RECORDS TO PROCESS START

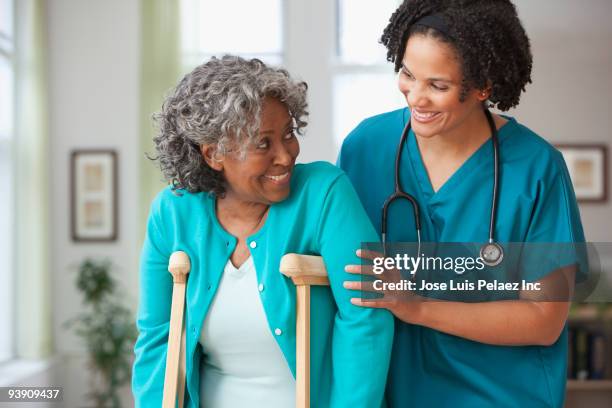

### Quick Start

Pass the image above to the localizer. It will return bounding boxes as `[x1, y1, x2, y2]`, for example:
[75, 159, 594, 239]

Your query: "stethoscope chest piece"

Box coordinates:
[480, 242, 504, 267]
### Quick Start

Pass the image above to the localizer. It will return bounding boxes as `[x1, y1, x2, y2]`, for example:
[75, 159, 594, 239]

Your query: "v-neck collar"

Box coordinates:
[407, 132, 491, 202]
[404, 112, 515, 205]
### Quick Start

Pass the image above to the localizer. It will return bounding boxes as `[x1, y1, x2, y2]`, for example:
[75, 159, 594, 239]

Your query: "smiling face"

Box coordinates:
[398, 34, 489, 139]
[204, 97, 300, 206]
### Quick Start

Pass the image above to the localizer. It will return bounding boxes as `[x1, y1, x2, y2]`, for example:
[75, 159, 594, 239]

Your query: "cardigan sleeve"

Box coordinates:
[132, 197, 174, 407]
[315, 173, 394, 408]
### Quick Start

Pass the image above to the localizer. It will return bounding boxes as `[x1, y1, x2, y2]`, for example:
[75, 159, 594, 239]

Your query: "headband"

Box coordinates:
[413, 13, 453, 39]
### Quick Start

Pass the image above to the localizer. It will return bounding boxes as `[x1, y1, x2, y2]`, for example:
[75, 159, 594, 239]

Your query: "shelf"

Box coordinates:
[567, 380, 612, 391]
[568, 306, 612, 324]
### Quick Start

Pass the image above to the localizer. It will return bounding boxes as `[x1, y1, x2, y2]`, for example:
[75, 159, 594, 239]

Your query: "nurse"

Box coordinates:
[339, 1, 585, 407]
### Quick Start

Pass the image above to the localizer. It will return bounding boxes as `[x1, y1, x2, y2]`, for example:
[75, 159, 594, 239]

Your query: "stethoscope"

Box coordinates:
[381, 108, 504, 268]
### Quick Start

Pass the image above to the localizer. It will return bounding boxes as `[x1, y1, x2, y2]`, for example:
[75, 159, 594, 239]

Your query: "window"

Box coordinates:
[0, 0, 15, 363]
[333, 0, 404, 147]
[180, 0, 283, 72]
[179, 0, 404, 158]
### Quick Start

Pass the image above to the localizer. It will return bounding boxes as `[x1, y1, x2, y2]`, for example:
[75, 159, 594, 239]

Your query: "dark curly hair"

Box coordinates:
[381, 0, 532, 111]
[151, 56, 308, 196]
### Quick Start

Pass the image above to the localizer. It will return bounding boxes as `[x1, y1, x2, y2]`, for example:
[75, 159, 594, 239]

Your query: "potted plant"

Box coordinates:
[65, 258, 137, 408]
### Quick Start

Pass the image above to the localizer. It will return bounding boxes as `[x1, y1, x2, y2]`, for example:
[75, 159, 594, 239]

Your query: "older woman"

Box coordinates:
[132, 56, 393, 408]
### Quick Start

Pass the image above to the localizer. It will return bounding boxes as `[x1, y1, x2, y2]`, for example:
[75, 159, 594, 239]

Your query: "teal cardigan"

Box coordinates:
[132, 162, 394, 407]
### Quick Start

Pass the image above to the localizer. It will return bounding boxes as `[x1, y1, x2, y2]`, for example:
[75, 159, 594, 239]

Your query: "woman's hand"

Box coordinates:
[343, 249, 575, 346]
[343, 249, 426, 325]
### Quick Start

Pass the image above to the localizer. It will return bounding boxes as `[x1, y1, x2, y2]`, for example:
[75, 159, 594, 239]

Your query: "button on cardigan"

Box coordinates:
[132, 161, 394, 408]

RECORDS TO PROCESS END
RECORDS TO PROCESS START

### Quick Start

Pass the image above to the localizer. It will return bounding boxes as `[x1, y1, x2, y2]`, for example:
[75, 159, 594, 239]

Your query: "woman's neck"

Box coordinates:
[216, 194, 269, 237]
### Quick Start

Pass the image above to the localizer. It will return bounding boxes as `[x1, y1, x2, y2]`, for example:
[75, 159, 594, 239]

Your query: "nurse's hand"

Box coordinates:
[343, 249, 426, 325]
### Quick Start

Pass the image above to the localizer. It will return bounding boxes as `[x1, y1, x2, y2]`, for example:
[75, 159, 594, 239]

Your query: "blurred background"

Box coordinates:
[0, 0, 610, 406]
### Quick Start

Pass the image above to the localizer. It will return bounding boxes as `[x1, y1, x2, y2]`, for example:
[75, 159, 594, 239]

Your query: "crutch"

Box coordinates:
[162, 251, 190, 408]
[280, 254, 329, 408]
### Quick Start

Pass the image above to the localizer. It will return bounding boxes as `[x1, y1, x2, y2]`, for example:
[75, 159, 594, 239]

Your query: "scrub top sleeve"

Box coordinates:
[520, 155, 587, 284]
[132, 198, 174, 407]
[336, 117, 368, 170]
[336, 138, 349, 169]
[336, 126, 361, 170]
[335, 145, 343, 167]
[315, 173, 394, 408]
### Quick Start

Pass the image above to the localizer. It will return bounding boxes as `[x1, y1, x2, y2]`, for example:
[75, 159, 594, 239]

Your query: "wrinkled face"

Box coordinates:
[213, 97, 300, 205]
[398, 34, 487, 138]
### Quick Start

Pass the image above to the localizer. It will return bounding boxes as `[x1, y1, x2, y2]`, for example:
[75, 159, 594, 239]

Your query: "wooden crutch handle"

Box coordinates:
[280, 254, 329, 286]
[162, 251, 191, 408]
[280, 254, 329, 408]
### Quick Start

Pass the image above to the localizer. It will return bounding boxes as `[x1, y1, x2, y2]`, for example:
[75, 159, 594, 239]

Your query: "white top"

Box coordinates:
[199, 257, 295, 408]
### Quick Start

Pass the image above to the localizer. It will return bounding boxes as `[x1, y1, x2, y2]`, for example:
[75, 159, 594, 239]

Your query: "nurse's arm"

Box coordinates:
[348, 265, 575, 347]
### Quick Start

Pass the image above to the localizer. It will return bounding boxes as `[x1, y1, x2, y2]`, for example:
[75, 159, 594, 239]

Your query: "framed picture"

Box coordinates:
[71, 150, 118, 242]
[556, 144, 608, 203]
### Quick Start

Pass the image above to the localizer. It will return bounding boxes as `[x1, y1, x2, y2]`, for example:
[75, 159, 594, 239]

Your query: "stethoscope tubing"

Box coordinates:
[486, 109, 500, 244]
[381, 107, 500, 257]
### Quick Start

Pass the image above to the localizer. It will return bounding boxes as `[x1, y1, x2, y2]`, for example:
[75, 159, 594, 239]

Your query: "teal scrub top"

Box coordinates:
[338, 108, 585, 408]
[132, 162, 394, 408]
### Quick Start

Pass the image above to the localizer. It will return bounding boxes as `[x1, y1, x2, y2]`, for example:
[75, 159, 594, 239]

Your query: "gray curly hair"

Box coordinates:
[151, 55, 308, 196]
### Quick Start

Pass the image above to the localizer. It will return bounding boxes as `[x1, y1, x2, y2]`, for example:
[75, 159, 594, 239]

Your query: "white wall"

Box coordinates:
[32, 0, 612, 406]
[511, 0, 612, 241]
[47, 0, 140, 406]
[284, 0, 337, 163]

RECORDS TO PROCESS END

INSTRUCTIONS TO FOLLOW:
Which of the lines in the data hold the string "nurse"? Report each of them by copying it.

SOLUTION TO THE PROBLEM:
Your query: "nurse"
Your query: "nurse's hand"
Your query: "nurse's arm"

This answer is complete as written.